» **Problem statement**
Would you please return the lines of the material that contain the word "Task"?

» **Material shown**

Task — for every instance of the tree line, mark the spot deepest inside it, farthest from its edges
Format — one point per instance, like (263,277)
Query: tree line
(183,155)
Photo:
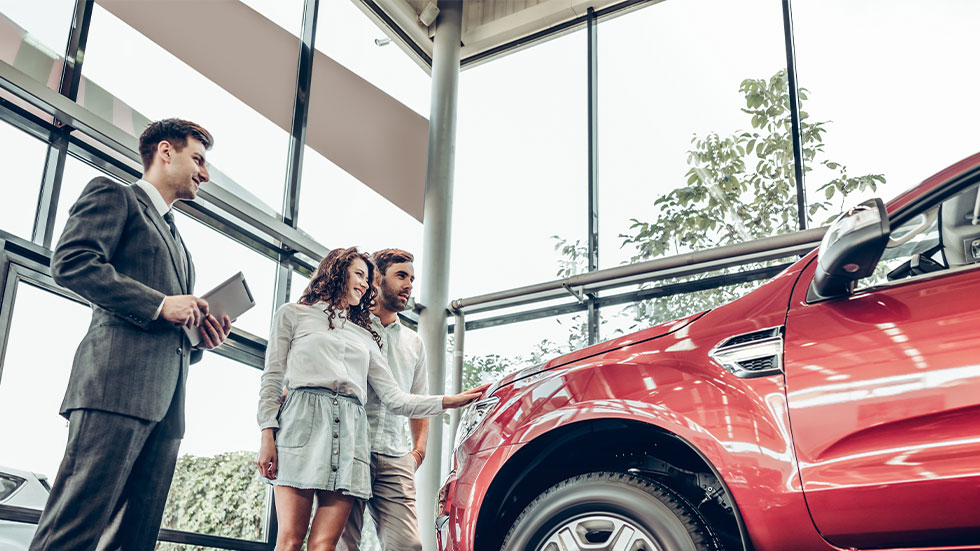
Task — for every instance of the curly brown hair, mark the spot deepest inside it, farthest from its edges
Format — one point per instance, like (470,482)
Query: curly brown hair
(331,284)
---
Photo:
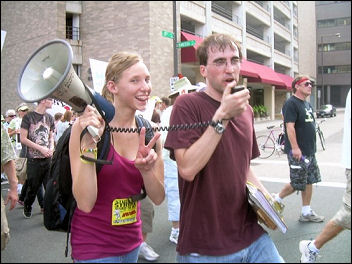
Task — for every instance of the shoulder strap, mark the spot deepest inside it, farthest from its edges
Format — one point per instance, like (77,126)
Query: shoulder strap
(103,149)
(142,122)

» **Answer area**
Task — for every instance of the tree line, mark the spot deepest inside it, farthest from its edges
Task — for every instance of the curly brown hair, mark the spot deepest inside it, farthest from its edges
Task — for every instance of the shoulder strap, mark the spot deepest inside it, farthest from its edges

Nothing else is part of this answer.